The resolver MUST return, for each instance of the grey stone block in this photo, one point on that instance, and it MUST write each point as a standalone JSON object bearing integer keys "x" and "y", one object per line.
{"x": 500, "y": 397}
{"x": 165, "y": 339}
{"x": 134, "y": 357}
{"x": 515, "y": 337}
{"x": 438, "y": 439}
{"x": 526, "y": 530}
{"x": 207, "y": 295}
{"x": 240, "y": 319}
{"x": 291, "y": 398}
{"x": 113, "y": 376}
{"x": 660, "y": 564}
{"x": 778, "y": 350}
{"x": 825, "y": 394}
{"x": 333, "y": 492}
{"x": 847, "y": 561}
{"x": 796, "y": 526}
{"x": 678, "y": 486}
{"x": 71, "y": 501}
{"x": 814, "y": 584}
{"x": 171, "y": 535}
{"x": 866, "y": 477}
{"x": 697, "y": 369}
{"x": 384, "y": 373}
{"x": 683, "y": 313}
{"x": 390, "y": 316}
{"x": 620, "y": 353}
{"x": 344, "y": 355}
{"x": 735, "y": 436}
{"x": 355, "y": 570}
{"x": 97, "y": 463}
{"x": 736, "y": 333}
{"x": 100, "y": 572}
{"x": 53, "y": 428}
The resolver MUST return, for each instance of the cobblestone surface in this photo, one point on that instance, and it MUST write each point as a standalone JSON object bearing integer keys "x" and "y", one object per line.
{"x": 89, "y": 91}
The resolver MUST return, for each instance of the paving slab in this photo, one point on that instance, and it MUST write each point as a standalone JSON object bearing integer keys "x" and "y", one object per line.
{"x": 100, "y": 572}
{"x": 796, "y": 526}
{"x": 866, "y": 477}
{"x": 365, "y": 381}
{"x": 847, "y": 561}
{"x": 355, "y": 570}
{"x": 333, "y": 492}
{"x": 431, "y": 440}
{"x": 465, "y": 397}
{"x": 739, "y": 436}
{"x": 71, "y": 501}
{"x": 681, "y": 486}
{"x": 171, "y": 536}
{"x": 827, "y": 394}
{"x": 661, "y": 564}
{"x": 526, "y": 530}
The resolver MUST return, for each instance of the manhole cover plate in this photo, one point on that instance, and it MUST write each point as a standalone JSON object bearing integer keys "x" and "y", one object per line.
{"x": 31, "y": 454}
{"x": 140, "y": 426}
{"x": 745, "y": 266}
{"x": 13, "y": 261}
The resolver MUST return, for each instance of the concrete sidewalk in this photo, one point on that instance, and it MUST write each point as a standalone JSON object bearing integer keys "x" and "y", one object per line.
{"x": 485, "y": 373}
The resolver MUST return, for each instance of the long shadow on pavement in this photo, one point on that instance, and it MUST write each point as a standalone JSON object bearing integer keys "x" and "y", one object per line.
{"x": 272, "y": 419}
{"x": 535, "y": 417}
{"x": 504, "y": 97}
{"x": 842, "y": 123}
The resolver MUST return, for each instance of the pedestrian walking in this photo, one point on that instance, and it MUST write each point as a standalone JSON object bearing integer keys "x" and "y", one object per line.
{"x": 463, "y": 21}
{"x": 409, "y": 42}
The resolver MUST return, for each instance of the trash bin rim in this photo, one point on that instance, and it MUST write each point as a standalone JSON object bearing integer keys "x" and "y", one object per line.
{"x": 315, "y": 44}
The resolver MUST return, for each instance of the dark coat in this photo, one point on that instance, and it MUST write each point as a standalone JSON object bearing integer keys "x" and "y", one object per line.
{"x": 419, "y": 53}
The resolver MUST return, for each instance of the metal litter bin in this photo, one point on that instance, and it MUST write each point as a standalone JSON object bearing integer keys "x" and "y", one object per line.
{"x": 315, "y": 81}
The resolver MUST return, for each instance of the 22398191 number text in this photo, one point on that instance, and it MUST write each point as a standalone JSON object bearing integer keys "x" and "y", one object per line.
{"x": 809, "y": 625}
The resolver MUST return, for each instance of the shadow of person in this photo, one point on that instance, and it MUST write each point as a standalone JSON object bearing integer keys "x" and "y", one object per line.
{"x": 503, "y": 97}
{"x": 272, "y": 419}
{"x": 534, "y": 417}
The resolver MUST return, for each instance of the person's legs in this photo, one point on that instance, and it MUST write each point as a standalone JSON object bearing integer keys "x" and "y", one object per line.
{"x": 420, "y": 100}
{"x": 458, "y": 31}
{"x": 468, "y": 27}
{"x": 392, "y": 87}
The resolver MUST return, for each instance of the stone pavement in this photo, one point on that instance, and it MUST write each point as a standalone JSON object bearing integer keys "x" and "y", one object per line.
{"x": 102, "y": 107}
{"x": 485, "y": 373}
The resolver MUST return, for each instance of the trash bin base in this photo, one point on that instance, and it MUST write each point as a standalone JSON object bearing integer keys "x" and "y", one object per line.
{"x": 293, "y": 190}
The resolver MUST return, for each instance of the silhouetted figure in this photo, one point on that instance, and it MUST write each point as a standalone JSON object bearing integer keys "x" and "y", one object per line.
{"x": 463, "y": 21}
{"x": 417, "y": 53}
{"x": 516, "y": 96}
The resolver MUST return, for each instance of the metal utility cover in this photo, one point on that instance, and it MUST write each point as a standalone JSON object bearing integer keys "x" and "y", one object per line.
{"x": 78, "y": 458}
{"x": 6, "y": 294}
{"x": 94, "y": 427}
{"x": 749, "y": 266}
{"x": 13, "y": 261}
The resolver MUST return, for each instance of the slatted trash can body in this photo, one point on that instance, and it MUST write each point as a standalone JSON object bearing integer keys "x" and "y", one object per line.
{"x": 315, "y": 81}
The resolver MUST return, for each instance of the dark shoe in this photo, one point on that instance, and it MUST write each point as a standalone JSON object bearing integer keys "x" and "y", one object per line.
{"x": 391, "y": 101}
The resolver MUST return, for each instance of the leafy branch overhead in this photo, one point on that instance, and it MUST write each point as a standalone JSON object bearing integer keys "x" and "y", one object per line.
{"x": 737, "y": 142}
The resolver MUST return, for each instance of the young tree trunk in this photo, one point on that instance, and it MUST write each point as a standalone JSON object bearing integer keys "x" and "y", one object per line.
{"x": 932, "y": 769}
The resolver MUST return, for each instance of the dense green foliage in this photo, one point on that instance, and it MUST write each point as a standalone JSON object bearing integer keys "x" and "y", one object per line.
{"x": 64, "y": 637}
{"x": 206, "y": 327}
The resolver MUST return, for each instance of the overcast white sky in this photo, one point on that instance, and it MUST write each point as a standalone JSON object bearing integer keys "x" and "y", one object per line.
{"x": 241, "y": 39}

════════

**What you should do**
Repeat the whole listing exactly, keeping every line intact.

**Complete response**
The resolver MUST return, for each instance of the grey stone block in this photo, one point on that instance, and it MUST write each point as a standalone JSON object bearing integer keys "x" and "y", one object per line.
{"x": 500, "y": 397}
{"x": 165, "y": 339}
{"x": 134, "y": 357}
{"x": 515, "y": 337}
{"x": 438, "y": 439}
{"x": 526, "y": 530}
{"x": 207, "y": 295}
{"x": 240, "y": 319}
{"x": 291, "y": 398}
{"x": 113, "y": 376}
{"x": 660, "y": 564}
{"x": 778, "y": 350}
{"x": 825, "y": 394}
{"x": 333, "y": 492}
{"x": 847, "y": 561}
{"x": 796, "y": 526}
{"x": 678, "y": 486}
{"x": 71, "y": 501}
{"x": 814, "y": 584}
{"x": 171, "y": 535}
{"x": 866, "y": 477}
{"x": 697, "y": 369}
{"x": 384, "y": 373}
{"x": 683, "y": 313}
{"x": 390, "y": 316}
{"x": 620, "y": 353}
{"x": 344, "y": 355}
{"x": 735, "y": 436}
{"x": 355, "y": 570}
{"x": 97, "y": 463}
{"x": 736, "y": 333}
{"x": 100, "y": 572}
{"x": 53, "y": 428}
The resolver MUST return, for each instance of the cobblestone surface in this photo, one point on that instance, and it MUST write each point as a standalone JSON object bearing integer keys "x" and "y", one object per line.
{"x": 89, "y": 91}
The resolver MUST return, for each instance of the paving slab in this photo, one point on that instance, and it MUST write each point as a standalone JSON object bearing integer keys "x" and "y", one object per line.
{"x": 100, "y": 572}
{"x": 796, "y": 526}
{"x": 866, "y": 477}
{"x": 365, "y": 381}
{"x": 847, "y": 561}
{"x": 355, "y": 570}
{"x": 333, "y": 492}
{"x": 431, "y": 440}
{"x": 465, "y": 397}
{"x": 739, "y": 436}
{"x": 71, "y": 501}
{"x": 681, "y": 486}
{"x": 171, "y": 536}
{"x": 827, "y": 394}
{"x": 661, "y": 564}
{"x": 526, "y": 530}
The resolver MUST return, for each instance of the manhole cover plate in this photo, one point on that instance, and it MUST write each point as a standalone JSON object bearing integer keys "x" and "y", one object per line.
{"x": 31, "y": 454}
{"x": 140, "y": 426}
{"x": 745, "y": 266}
{"x": 13, "y": 261}
The resolver MUST return, for each instance of the concrete sidewalk in this photo, one point on that instance, and it MUST write each point as a standalone JSON object bearing integer keys "x" and "y", one object per line.
{"x": 485, "y": 373}
The resolver MUST return, for each instance of the long shadow on pavement in this photo, one point on that instance, and it MUST write each point as a standalone JSON object bearing integer keys "x" and "y", one object per line.
{"x": 272, "y": 419}
{"x": 535, "y": 417}
{"x": 504, "y": 97}
{"x": 842, "y": 123}
The resolver MUST return, for each instance of the pedestrian walking in this photo, one point on that instance, and it MUST write each point as a standalone JSON object bearing integer keys "x" and "y", one object per line.
{"x": 463, "y": 21}
{"x": 409, "y": 42}
The resolver MUST return, for each instance of the trash bin rim in this photo, one point on that instance, and it MUST write each point as a standalone JSON object bearing integer keys "x" and "y", one object per line.
{"x": 315, "y": 44}
The resolver MUST return, for each instance of the dark coat in this photo, one point on that instance, and it MUST write each point as a standalone JSON object bearing integer keys "x" and "y", one object per line.
{"x": 419, "y": 53}
The resolver MUST return, for each instance of the metal litter bin in this photo, one point on that instance, and it MUST write each point as a standalone JSON object bearing integer keys "x" and "y", one object per line.
{"x": 315, "y": 81}
The resolver MUST return, for each instance of the 22398191 number text in this photo, one point on that instance, and it MUST write each point as a standalone JSON object bearing integer keys "x" and "y", one object per line.
{"x": 809, "y": 625}
The resolver MUST return, for each instance of the shadow of person in this photo, one point on that instance, and it MUST write each point as a standalone JSON object bearing integer keys "x" and "y", one object per line.
{"x": 503, "y": 97}
{"x": 272, "y": 419}
{"x": 534, "y": 417}
The resolver MUST return, for each instance of the person's legs in this photo, one point on that instance, and it MUST write each point as a standalone JSON object bearing integer keys "x" and "y", one object per line.
{"x": 420, "y": 100}
{"x": 458, "y": 31}
{"x": 468, "y": 27}
{"x": 392, "y": 87}
The resolver MUST return, for each instance of the stone pavement in this photo, one point on that instance, and it MUST write each point as a standalone JSON object bearing integer keys "x" and "y", one object per line.
{"x": 102, "y": 107}
{"x": 485, "y": 373}
The resolver MUST return, for each instance of the trash bin base in this photo, one point on that instance, and it MUST write each point as a standalone JSON object bearing integer keys "x" and "y", one object per line.
{"x": 293, "y": 190}
The resolver MUST return, for each instance of the silhouetted figure in this photo, one point on that instance, and it MUST write each point as a standalone JSON object bearing integer keys "x" and "y", one object per line.
{"x": 463, "y": 21}
{"x": 417, "y": 53}
{"x": 516, "y": 96}
The resolver MUST return, for each instance of the metal utility cover in this photo, one point on that instance, and it MUST write each point as a standalone JSON object bearing integer keys "x" and "y", one object per line.
{"x": 78, "y": 458}
{"x": 6, "y": 294}
{"x": 94, "y": 427}
{"x": 749, "y": 266}
{"x": 13, "y": 261}
The resolver MUST return, for each instance of the slatted trash can body in this photo, one point on that instance, and it MUST write each point as a standalone JSON object bearing integer keys "x" and "y", one object per line.
{"x": 315, "y": 81}
The resolver MUST return, for each instance of the dark shoe in this photo, one point on that instance, and it MUST write each point as a standalone JSON object bearing integer keys "x" and "y", one object per line.
{"x": 391, "y": 101}
The resolver MUST return, for each instance of the leafy branch overhead in this photo, one point on that instance, and it MUST write each point as a standalone JSON object bearing integer keys "x" and "y", one object per line.
{"x": 737, "y": 142}
The resolver MUST return, for each instance of the young tree trunk in this photo, one point on that instance, and it MUST write each point as a standalone JSON object bearing integer keys "x" and "y", one object per line.
{"x": 932, "y": 769}
The resolver MUST return, for each instance of the dense green foliage in this photo, one point on that instance, and it MUST write each point as a standalone JSON object bearing integer keys "x" and "y", one object per line.
{"x": 64, "y": 637}
{"x": 206, "y": 327}
The resolver MUST return, for each instance of the overcast white sky in this photo, one point on that instance, and it MUST write each point as a standalone JSON object bearing integer keys "x" and "y", one object per line.
{"x": 241, "y": 39}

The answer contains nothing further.